TASK OBJECTIVE:
The line with "Would you mind pointing at the phone" marks where to begin. Please copy it and each line after it to the end of the records below, exactly.

(Point localization data)
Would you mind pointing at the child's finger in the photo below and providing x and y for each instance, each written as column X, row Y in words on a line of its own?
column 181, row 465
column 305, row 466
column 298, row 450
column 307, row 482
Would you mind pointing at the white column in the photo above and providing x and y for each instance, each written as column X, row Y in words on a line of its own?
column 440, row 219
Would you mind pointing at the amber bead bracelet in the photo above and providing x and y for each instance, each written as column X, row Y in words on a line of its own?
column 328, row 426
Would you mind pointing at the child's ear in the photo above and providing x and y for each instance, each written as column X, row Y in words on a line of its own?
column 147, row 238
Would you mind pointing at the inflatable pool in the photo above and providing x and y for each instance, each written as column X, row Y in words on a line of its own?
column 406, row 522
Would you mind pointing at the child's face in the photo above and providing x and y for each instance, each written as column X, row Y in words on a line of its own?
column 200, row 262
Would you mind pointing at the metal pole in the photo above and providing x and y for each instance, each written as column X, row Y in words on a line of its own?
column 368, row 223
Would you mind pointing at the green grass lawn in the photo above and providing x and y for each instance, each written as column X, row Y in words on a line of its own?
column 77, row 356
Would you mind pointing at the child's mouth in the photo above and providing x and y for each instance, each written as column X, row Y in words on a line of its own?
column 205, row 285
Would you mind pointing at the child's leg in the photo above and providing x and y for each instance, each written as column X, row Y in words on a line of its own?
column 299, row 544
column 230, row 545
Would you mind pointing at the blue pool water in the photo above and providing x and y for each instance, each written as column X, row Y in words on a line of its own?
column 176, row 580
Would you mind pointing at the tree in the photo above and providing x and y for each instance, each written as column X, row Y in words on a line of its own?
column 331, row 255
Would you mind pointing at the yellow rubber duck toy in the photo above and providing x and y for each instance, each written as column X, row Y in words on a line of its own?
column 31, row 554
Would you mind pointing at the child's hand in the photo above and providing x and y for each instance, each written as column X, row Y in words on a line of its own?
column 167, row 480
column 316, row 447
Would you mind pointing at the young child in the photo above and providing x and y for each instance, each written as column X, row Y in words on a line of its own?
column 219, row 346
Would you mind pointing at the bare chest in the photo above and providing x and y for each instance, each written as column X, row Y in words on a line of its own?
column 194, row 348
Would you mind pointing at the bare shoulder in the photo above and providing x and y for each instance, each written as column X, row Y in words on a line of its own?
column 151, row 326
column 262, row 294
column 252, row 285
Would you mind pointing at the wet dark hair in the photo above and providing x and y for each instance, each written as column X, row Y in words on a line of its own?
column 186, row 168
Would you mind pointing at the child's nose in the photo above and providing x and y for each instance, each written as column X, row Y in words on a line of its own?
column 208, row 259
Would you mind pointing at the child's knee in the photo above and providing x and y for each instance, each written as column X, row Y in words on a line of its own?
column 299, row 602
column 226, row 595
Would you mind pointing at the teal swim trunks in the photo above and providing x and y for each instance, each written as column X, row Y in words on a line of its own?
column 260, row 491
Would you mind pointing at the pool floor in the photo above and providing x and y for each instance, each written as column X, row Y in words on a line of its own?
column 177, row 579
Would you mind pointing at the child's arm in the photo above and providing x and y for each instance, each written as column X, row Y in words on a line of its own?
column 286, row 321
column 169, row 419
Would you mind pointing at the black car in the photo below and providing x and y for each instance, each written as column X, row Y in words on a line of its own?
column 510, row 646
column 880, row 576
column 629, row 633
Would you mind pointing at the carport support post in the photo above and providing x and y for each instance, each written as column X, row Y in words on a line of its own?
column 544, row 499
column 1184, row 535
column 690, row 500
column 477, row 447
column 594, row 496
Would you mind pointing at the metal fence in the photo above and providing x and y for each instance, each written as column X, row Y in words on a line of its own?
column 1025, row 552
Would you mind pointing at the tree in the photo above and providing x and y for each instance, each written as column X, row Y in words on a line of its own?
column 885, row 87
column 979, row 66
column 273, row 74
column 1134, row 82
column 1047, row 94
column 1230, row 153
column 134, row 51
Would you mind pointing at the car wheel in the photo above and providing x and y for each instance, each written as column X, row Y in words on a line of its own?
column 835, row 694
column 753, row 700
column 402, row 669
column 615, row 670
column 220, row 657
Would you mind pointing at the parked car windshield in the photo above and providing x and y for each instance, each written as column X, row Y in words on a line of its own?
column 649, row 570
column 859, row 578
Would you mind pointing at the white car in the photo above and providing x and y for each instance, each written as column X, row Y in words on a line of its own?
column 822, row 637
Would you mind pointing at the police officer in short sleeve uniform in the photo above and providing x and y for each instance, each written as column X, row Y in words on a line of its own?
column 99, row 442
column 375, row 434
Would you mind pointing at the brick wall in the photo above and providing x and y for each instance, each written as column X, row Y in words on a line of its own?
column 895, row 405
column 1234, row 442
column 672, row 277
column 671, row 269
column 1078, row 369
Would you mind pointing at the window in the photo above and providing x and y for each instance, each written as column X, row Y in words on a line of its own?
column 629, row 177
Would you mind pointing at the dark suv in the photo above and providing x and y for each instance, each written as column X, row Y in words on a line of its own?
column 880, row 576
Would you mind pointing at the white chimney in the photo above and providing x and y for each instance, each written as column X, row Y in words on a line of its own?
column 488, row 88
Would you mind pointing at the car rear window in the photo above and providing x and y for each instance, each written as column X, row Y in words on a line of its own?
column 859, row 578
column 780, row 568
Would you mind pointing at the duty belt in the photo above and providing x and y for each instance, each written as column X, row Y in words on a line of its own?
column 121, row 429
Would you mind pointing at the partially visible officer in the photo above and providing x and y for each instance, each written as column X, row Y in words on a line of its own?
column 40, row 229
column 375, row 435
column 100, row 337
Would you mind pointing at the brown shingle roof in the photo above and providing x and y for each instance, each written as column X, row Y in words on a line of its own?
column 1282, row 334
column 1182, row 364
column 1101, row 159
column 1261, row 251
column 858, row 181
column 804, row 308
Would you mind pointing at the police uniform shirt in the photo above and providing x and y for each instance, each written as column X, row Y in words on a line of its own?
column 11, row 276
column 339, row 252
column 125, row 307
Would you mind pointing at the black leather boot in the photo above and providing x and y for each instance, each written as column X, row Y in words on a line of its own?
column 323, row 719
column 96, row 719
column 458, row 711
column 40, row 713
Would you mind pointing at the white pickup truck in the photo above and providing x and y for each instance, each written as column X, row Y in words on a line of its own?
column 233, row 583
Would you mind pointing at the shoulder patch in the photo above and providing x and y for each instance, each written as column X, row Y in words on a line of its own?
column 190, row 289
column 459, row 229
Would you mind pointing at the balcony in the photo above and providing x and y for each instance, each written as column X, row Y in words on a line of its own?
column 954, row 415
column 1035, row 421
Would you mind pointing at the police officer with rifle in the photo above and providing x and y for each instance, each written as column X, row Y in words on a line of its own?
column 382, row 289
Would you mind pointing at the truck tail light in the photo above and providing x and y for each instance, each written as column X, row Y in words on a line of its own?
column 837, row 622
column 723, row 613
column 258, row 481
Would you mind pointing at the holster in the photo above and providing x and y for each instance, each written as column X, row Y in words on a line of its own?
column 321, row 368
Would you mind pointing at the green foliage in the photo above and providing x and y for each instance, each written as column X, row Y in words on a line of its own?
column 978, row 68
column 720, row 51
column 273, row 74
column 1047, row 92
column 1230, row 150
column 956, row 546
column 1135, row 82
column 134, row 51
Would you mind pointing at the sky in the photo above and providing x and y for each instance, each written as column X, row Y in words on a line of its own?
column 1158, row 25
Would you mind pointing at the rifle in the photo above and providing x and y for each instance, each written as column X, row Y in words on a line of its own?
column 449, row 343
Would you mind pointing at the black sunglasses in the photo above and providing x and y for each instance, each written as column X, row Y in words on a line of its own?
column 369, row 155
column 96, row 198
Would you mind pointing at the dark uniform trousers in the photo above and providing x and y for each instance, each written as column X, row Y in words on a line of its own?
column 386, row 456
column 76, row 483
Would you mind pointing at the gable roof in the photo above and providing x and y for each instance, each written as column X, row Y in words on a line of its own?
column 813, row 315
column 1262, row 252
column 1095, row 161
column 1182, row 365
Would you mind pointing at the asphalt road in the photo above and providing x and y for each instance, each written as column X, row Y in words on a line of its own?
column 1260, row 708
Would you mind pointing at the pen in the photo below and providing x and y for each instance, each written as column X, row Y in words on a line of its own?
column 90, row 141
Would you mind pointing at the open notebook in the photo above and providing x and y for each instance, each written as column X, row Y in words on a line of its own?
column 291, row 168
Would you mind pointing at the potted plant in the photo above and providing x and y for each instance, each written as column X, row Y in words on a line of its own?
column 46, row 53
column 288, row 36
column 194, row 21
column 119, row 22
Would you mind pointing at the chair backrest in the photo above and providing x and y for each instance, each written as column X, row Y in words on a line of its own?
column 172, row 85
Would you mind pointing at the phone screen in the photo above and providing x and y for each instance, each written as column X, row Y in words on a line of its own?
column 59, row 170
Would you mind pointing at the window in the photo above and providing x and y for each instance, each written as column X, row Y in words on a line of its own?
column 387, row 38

RESPONSE TO THIS EXERCISE:
Would you mind pointing at the phone screen in the photo above and providing x and y for each instance, each written as column X, row Y in words on a line of its own?
column 59, row 170
Would you mind pointing at the window in the photo above and providing x and y for each instance, each written as column X, row Y in words on a line of its own?
column 387, row 38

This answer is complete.